— START Information given —

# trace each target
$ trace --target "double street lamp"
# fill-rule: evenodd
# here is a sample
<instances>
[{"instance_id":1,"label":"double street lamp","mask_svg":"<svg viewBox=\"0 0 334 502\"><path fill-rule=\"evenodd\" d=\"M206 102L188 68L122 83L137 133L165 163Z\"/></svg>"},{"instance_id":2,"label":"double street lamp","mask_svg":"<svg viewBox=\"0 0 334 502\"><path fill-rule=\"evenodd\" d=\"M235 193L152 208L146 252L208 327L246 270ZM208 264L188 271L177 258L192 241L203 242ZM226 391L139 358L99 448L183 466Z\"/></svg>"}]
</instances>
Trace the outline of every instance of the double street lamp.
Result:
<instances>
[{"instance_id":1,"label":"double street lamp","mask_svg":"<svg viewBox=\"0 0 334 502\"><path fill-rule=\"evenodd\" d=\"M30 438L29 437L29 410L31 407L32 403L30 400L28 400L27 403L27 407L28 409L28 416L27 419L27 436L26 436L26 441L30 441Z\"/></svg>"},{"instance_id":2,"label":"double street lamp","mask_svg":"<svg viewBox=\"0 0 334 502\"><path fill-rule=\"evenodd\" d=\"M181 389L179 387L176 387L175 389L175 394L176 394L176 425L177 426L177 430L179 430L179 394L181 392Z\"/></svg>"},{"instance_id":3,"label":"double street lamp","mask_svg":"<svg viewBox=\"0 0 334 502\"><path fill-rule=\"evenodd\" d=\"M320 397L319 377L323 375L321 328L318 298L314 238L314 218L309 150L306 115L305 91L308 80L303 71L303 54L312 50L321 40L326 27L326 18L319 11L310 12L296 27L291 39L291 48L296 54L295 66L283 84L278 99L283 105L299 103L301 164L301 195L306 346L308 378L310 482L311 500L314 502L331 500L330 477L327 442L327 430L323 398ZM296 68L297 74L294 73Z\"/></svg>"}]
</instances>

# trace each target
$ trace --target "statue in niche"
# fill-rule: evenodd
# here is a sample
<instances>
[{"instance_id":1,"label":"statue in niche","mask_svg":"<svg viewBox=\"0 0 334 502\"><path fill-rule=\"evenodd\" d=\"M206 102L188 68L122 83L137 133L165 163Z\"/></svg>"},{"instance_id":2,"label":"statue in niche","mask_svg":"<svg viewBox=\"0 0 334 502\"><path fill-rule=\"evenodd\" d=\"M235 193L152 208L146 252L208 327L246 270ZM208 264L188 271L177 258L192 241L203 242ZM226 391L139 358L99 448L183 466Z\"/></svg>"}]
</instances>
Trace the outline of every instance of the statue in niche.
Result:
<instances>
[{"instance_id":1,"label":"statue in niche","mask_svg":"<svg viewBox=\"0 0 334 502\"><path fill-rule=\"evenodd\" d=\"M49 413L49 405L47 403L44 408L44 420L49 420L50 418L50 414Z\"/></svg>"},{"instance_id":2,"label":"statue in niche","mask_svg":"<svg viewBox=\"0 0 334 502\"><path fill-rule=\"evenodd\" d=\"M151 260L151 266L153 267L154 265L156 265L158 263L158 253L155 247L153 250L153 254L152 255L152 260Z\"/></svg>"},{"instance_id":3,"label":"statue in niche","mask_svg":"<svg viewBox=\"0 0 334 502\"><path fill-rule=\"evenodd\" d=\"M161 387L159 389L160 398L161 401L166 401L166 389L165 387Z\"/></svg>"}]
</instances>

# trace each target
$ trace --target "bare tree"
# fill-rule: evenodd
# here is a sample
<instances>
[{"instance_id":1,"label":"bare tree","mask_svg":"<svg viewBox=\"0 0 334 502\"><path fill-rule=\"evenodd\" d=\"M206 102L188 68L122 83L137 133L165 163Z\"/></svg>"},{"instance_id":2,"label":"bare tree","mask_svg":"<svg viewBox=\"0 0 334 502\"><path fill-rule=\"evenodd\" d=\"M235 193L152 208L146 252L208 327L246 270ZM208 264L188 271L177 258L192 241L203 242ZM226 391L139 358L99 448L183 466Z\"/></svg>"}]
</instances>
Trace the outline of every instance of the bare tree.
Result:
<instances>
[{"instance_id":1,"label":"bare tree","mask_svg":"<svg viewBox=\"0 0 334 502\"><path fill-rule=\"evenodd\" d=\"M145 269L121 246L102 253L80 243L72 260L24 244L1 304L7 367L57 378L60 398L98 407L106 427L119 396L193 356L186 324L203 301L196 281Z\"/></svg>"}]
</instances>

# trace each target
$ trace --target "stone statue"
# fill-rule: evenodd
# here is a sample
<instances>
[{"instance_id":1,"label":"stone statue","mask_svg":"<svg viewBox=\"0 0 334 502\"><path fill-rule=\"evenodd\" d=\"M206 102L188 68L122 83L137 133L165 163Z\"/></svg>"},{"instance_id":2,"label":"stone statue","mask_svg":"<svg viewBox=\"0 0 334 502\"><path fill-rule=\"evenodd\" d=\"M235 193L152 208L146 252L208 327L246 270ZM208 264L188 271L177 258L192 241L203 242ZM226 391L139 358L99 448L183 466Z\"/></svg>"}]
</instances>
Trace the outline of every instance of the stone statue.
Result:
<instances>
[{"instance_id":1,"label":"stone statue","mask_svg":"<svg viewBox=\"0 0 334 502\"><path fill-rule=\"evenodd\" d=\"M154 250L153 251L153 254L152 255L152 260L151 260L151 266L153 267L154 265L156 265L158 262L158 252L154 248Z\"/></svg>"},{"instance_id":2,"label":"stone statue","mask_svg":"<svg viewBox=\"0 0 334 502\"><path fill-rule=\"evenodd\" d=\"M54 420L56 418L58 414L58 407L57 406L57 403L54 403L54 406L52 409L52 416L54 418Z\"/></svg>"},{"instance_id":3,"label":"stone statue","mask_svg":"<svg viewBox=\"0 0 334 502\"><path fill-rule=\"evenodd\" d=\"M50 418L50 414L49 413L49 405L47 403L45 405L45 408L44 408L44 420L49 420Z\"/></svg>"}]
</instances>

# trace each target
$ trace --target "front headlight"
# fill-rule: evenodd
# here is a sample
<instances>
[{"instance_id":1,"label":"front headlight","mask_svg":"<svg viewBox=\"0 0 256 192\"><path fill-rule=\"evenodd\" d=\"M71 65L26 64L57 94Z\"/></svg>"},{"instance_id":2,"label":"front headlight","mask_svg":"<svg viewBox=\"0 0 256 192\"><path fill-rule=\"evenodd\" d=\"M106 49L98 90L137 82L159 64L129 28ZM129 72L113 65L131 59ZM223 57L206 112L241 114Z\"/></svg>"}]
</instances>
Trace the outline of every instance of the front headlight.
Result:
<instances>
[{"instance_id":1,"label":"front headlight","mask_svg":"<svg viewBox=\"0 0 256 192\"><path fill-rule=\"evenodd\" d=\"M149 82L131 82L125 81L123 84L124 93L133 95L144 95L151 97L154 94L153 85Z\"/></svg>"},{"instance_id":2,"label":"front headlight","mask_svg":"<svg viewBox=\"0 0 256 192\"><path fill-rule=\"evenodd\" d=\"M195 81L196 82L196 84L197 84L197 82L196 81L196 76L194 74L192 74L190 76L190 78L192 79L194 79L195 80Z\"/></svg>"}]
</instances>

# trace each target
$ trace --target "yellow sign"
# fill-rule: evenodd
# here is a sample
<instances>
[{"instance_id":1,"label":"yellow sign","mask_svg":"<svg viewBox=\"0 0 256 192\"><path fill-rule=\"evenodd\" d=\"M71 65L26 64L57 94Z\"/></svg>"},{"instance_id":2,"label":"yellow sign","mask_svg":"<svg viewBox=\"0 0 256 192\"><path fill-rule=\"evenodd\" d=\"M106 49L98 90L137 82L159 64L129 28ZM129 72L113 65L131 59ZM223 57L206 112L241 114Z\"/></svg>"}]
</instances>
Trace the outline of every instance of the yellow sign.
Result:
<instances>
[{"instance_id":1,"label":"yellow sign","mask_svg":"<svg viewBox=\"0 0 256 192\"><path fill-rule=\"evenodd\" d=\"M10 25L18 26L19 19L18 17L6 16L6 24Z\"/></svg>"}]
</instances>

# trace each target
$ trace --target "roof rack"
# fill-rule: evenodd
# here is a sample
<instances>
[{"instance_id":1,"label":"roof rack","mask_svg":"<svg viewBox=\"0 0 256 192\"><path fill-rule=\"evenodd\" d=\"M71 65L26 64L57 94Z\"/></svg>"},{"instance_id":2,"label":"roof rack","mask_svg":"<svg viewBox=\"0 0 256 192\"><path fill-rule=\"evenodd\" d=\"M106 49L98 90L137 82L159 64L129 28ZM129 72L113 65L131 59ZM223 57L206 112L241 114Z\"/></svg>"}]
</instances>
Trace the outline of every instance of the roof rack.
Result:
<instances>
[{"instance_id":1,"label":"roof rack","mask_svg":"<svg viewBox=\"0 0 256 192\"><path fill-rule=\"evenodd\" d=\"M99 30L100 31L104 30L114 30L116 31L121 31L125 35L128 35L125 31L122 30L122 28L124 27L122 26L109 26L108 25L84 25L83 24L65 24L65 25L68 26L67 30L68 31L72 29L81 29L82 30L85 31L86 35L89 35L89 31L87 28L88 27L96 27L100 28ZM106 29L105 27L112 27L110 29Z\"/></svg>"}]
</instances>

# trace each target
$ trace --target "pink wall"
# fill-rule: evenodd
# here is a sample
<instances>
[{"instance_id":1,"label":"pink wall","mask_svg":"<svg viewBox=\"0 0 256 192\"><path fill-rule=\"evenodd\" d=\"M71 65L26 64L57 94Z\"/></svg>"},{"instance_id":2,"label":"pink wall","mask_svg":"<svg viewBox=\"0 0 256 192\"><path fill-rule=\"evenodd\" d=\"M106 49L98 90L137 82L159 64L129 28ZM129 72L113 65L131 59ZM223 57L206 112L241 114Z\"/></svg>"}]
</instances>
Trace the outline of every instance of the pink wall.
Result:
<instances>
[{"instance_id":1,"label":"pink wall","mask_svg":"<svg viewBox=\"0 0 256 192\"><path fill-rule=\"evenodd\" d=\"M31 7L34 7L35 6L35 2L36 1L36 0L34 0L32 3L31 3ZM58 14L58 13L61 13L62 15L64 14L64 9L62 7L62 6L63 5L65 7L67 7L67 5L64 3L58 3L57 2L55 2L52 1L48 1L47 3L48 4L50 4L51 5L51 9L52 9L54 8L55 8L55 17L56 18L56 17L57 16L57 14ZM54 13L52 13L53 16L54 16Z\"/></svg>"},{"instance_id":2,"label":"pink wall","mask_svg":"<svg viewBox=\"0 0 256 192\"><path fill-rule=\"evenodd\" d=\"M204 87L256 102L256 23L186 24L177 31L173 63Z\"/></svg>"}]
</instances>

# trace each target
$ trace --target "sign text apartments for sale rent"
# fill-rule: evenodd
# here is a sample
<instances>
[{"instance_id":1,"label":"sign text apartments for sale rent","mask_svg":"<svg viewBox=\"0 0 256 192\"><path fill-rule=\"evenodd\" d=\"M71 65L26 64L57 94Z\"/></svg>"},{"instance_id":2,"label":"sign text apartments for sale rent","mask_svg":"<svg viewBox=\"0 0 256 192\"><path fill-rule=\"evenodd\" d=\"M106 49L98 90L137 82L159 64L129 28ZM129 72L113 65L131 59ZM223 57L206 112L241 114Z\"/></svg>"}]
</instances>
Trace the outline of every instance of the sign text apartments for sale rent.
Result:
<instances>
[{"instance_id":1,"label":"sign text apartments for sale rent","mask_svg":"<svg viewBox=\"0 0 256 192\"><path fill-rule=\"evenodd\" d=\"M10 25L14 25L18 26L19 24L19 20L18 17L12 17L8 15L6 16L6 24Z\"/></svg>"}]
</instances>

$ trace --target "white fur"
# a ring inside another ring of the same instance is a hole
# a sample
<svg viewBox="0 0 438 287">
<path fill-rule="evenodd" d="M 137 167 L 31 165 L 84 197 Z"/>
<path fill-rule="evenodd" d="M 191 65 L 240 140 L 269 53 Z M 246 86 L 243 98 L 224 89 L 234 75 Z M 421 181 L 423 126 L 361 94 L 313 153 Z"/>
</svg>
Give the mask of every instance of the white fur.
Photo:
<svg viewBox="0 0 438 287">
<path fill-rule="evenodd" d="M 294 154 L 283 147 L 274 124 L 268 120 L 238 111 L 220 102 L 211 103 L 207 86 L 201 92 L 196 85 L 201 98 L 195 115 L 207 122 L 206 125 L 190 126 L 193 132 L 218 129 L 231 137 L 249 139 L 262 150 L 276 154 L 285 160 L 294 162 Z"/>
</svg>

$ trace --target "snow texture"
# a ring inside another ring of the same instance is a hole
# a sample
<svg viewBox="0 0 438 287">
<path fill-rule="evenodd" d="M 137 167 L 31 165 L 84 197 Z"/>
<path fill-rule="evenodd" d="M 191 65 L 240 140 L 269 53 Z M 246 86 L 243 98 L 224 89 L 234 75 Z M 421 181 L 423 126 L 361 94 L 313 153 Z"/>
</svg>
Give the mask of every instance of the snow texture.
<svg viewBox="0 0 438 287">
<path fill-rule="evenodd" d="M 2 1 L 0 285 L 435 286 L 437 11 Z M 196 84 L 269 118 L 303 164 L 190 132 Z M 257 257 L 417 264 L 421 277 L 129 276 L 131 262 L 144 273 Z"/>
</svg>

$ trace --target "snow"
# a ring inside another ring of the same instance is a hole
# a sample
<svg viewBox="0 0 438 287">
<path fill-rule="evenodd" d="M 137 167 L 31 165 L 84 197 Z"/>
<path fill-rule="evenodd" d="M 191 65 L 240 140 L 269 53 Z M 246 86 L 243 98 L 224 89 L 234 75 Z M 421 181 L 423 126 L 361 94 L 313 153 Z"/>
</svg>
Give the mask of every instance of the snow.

— END Information given —

▶ Set problem
Count the lines in the listing above that contain the string "texture" and give only that number.

▶ Finished exercise
2